%%

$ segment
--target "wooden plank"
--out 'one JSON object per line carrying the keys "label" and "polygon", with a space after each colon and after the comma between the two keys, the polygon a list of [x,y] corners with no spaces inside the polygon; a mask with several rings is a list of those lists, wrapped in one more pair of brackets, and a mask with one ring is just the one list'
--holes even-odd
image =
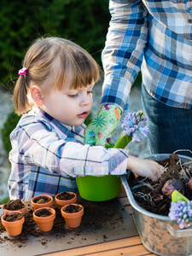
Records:
{"label": "wooden plank", "polygon": [[[79,248],[74,248],[71,250],[66,250],[62,252],[58,252],[58,253],[49,253],[49,254],[44,254],[44,256],[61,256],[61,255],[67,255],[67,256],[83,256],[83,255],[100,255],[99,253],[107,253],[109,252],[108,255],[113,255],[110,254],[113,250],[119,250],[120,248],[123,248],[124,251],[126,251],[129,253],[129,251],[131,252],[132,253],[132,248],[135,247],[133,250],[134,252],[137,251],[137,247],[140,247],[139,251],[141,251],[141,253],[145,253],[146,251],[148,253],[148,251],[145,249],[145,247],[143,246],[141,239],[139,236],[130,237],[130,238],[125,238],[125,239],[120,239],[120,240],[116,240],[113,241],[108,241],[108,242],[103,242],[100,244],[96,244],[92,246],[87,246],[87,247],[83,247]],[[140,254],[140,255],[145,255],[145,254]],[[102,255],[102,254],[101,254]],[[103,254],[105,255],[105,254]],[[117,256],[118,254],[113,254]],[[126,254],[124,254],[126,255]],[[128,254],[129,255],[129,254]],[[130,254],[131,255],[131,254]],[[131,254],[131,256],[135,256],[135,254]],[[139,255],[139,254],[138,254]]]}

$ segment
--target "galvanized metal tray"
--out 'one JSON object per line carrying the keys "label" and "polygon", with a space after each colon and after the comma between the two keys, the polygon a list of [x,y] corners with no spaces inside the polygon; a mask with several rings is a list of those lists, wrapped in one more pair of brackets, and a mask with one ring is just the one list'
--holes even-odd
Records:
{"label": "galvanized metal tray", "polygon": [[[168,154],[150,154],[143,158],[163,160]],[[181,162],[192,158],[178,155]],[[192,166],[192,163],[191,163]],[[121,177],[127,197],[133,207],[133,218],[144,247],[158,255],[192,255],[192,229],[180,230],[169,217],[151,213],[136,202],[125,176]]]}

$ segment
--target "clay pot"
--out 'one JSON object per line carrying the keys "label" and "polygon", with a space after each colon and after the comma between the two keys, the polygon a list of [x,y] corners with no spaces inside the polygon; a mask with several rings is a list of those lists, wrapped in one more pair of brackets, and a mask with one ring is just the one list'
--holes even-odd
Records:
{"label": "clay pot", "polygon": [[67,192],[70,195],[74,195],[74,197],[73,197],[72,199],[69,199],[69,200],[60,200],[60,199],[58,199],[57,198],[58,195],[62,194],[62,193],[63,192],[57,194],[55,197],[55,202],[59,206],[60,210],[61,210],[62,207],[64,207],[66,205],[70,205],[70,204],[73,204],[73,203],[76,203],[76,201],[77,201],[77,195],[73,192]]}
{"label": "clay pot", "polygon": [[[40,196],[45,196],[49,198],[50,200],[46,202],[46,203],[36,203],[34,202],[35,200],[37,200],[37,198],[40,197]],[[51,207],[53,205],[53,197],[48,195],[36,195],[34,197],[32,197],[32,199],[31,200],[31,204],[32,207],[36,210],[38,208],[42,208],[42,207]]]}
{"label": "clay pot", "polygon": [[66,205],[61,208],[61,215],[65,218],[66,224],[69,228],[77,228],[81,224],[82,216],[84,215],[84,207],[78,204],[71,204],[72,206],[80,207],[81,210],[78,212],[66,212],[66,208],[70,205]]}
{"label": "clay pot", "polygon": [[5,209],[4,208],[5,205],[3,205],[3,211],[4,211],[4,213],[9,212],[15,212],[15,211],[20,212],[21,213],[26,213],[26,205],[25,203],[23,203],[23,205],[24,205],[24,207],[20,208],[20,209],[18,209],[18,210],[8,210],[8,209]]}
{"label": "clay pot", "polygon": [[22,218],[16,220],[16,221],[6,221],[4,220],[5,217],[7,215],[14,215],[16,213],[21,213],[19,211],[10,211],[7,213],[4,213],[1,217],[2,224],[5,227],[6,231],[8,232],[8,235],[10,236],[16,236],[20,235],[22,231],[23,224],[25,221],[25,218],[23,216]]}
{"label": "clay pot", "polygon": [[[36,215],[36,212],[40,209],[47,209],[52,214],[46,217],[38,217]],[[48,232],[52,230],[54,219],[55,218],[55,216],[56,216],[55,211],[50,207],[38,208],[33,212],[33,219],[37,223],[38,229],[43,232]]]}

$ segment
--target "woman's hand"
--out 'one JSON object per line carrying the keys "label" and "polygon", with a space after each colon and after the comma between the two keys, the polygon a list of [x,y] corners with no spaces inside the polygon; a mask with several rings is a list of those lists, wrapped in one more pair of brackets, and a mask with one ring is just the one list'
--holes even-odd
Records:
{"label": "woman's hand", "polygon": [[127,169],[133,173],[142,177],[148,177],[152,181],[156,181],[164,172],[164,166],[150,160],[137,158],[129,155],[127,161]]}

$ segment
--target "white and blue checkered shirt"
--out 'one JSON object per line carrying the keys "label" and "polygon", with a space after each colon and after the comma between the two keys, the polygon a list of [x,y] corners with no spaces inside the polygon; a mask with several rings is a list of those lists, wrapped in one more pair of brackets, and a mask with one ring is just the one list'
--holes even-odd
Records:
{"label": "white and blue checkered shirt", "polygon": [[137,73],[158,101],[192,103],[192,1],[111,0],[102,104],[125,109]]}
{"label": "white and blue checkered shirt", "polygon": [[75,177],[126,173],[129,150],[83,145],[85,125],[72,127],[34,107],[11,132],[10,199],[77,191]]}

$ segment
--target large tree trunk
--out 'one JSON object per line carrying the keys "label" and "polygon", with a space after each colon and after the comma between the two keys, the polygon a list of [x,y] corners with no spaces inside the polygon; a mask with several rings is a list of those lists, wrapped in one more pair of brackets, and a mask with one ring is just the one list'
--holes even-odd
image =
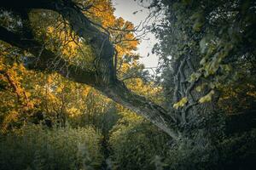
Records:
{"label": "large tree trunk", "polygon": [[[178,131],[175,120],[162,107],[147,100],[144,97],[131,92],[116,78],[113,64],[113,46],[109,41],[109,35],[102,33],[92,26],[85,15],[70,0],[24,0],[22,3],[16,1],[4,1],[3,7],[16,14],[20,10],[31,8],[45,8],[61,14],[70,24],[71,28],[80,37],[89,40],[96,54],[96,71],[79,68],[73,65],[53,52],[44,48],[43,44],[35,39],[26,38],[0,27],[0,39],[21,49],[27,50],[35,57],[29,58],[26,65],[34,70],[52,70],[72,81],[88,84],[102,92],[115,102],[125,106],[149,120],[168,133],[174,139],[178,139]],[[29,28],[27,28],[29,29]],[[58,60],[54,69],[48,65]],[[67,65],[67,66],[64,66]]]}

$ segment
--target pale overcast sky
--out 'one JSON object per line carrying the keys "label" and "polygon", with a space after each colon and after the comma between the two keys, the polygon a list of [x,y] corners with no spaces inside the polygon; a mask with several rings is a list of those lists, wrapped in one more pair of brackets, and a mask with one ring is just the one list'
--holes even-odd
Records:
{"label": "pale overcast sky", "polygon": [[[135,26],[138,26],[140,22],[143,21],[148,15],[148,9],[140,6],[137,3],[138,1],[112,0],[112,2],[113,7],[115,8],[114,15],[117,17],[122,17],[125,20],[132,22]],[[144,5],[146,5],[147,2],[144,2]],[[140,11],[141,9],[143,9],[142,12]],[[139,12],[137,12],[136,14],[133,14],[132,13],[135,11]],[[137,52],[143,57],[140,61],[143,63],[146,67],[155,67],[158,64],[158,57],[151,54],[151,49],[154,44],[156,42],[156,39],[151,33],[148,33],[146,37],[150,38],[150,40],[142,40]],[[147,57],[148,53],[150,54],[148,57]]]}

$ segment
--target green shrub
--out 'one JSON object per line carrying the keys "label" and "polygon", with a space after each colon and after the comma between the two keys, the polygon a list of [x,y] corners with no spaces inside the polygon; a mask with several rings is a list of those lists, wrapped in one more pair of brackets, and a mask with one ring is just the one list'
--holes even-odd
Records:
{"label": "green shrub", "polygon": [[197,129],[173,141],[143,119],[125,115],[109,143],[114,169],[253,169],[256,162],[255,130],[211,139]]}
{"label": "green shrub", "polygon": [[112,130],[109,143],[113,169],[155,169],[155,157],[168,150],[170,138],[134,115],[125,114]]}
{"label": "green shrub", "polygon": [[92,128],[26,126],[0,139],[0,169],[93,169],[102,162],[101,134]]}

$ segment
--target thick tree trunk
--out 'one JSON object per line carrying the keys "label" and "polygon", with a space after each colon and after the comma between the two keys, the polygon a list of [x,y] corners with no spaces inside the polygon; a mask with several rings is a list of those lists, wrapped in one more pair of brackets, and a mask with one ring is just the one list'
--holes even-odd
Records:
{"label": "thick tree trunk", "polygon": [[[44,46],[35,39],[27,40],[19,34],[0,27],[1,40],[27,50],[35,56],[26,61],[28,68],[56,71],[72,81],[92,86],[115,102],[143,116],[171,137],[177,139],[178,133],[175,126],[175,121],[167,111],[147,100],[144,97],[131,92],[124,82],[116,78],[113,64],[113,46],[108,39],[108,35],[102,33],[93,26],[73,3],[69,0],[39,0],[39,2],[25,0],[20,5],[17,5],[16,2],[13,0],[5,3],[3,6],[13,11],[19,11],[21,8],[22,9],[45,8],[58,12],[69,22],[77,35],[89,40],[96,58],[96,71],[82,69],[71,65],[63,58],[56,56],[53,52],[44,48]],[[56,60],[58,63],[53,63]],[[54,67],[49,67],[49,63],[55,64]]]}

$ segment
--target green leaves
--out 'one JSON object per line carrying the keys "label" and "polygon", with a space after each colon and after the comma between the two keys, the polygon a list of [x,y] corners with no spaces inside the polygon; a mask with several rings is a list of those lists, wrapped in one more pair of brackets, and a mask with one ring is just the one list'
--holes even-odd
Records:
{"label": "green leaves", "polygon": [[214,91],[211,90],[211,92],[209,92],[207,95],[201,97],[199,99],[199,103],[203,104],[203,103],[206,103],[206,102],[212,101],[212,97],[213,94],[214,94]]}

%%

Go through the data above and list each line that contains the word "white". Copy each of those lines in full.

--target "white and blue checkered shirt"
{"label": "white and blue checkered shirt", "polygon": [[137,73],[158,101],[192,103],[192,1],[111,0],[102,104],[125,109]]}
{"label": "white and blue checkered shirt", "polygon": [[75,177],[126,173],[129,150],[83,145],[85,125],[72,127],[34,107],[11,132],[10,199],[77,191]]}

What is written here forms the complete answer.